PROBLEM TO WORK ON: Only the pictures should be dropped; copy the rest of the entries exactly.

STUDY MATERIAL:

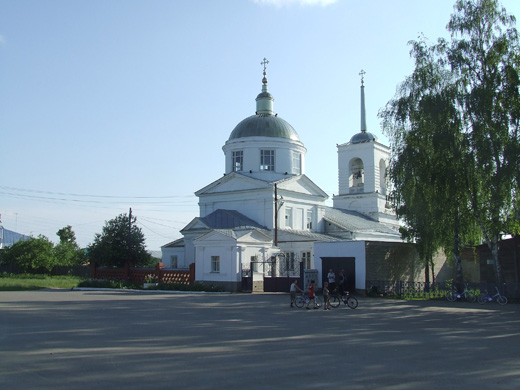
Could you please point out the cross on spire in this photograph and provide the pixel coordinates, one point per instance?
(264, 63)
(362, 74)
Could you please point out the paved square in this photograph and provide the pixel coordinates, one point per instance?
(57, 339)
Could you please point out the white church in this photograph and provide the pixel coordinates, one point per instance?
(264, 217)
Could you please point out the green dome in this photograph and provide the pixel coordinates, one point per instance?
(264, 126)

ANSWER TO THE EXERCISE:
Could you please point out the cross on spire in this photograph and provide the pixel coordinates, one point per instance?
(264, 63)
(362, 74)
Could you please point out the paved square in this photograph and provide the pixel coordinates, one point per instance?
(57, 339)
Could you please point out the white church in this photograph and provide the pixel coordinates, one point per instance?
(264, 217)
Could you please point out the green dome in this photograph and provide the pixel coordinates, one point per instance?
(264, 126)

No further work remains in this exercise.